EXERCISE OBJECTIVE — The line containing "Target: blue jeans" and every line after it, through the last, are to be extracted exactly; no other lines belong in the answer.

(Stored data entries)
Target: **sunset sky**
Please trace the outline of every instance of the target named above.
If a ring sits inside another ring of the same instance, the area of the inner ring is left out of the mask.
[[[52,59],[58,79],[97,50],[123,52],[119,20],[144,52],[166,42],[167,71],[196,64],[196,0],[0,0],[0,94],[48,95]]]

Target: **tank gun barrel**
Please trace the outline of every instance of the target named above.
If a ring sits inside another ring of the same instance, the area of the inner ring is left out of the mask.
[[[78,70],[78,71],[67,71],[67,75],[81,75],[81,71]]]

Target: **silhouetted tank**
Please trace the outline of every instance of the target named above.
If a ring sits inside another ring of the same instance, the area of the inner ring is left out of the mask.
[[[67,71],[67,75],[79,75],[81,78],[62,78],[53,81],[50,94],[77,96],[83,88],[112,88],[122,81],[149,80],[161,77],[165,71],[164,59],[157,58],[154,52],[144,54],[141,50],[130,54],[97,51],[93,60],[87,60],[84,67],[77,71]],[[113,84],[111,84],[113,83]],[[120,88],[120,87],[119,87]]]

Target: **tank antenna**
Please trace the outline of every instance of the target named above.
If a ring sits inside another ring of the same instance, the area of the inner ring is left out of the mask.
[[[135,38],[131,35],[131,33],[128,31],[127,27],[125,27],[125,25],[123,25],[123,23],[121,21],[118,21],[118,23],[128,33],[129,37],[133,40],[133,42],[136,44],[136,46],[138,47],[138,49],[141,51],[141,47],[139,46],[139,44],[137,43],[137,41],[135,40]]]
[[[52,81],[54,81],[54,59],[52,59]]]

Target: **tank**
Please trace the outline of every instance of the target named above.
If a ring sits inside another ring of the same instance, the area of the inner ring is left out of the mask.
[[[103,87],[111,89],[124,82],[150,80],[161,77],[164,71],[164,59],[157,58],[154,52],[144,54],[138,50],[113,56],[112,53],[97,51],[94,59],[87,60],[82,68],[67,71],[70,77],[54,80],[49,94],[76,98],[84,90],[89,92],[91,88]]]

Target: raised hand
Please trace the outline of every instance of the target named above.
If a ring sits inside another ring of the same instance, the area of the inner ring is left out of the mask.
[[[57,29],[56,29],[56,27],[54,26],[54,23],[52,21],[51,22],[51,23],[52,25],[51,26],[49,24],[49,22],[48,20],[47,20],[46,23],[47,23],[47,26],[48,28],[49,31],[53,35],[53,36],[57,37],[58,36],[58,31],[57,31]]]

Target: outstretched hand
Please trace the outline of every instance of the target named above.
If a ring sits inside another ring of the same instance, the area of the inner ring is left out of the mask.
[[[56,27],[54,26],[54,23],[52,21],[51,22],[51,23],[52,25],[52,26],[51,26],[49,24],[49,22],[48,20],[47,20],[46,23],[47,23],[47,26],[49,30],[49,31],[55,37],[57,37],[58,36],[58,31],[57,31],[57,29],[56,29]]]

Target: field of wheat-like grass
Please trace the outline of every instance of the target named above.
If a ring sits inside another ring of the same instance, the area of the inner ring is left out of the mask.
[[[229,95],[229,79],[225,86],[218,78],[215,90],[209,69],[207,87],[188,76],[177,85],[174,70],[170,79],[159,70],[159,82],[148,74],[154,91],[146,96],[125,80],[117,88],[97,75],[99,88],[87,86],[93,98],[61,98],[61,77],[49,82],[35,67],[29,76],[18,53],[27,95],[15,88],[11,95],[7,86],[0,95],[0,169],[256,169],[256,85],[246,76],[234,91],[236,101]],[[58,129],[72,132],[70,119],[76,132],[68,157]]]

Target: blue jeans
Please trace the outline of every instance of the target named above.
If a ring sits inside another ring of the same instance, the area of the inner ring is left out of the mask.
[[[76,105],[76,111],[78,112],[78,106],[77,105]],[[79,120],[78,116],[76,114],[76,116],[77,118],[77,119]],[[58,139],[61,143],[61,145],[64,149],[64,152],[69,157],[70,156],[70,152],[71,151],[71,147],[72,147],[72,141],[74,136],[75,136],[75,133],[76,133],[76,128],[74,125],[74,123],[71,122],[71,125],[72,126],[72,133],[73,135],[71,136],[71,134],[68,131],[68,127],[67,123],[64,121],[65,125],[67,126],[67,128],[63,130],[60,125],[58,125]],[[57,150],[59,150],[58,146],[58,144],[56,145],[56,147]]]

FINISHED ANSWER —
Target: blue jeans
Please trace the outline of every instance of the target named above.
If a ring sits inside another ring of the same instance, the area of the inner ring is left out of the mask.
[[[76,105],[76,111],[78,112],[78,106],[77,105]],[[79,120],[78,116],[76,114],[76,116],[77,118],[77,119]],[[58,139],[61,143],[61,145],[64,149],[64,152],[69,157],[70,156],[70,152],[71,151],[71,147],[72,147],[72,141],[74,136],[75,136],[75,133],[76,133],[76,128],[74,125],[74,123],[71,122],[71,125],[72,126],[72,133],[73,135],[71,136],[71,134],[68,131],[68,127],[67,123],[64,121],[65,125],[67,126],[67,128],[63,130],[60,125],[58,125]],[[57,150],[59,150],[58,146],[58,144],[56,145],[56,147]]]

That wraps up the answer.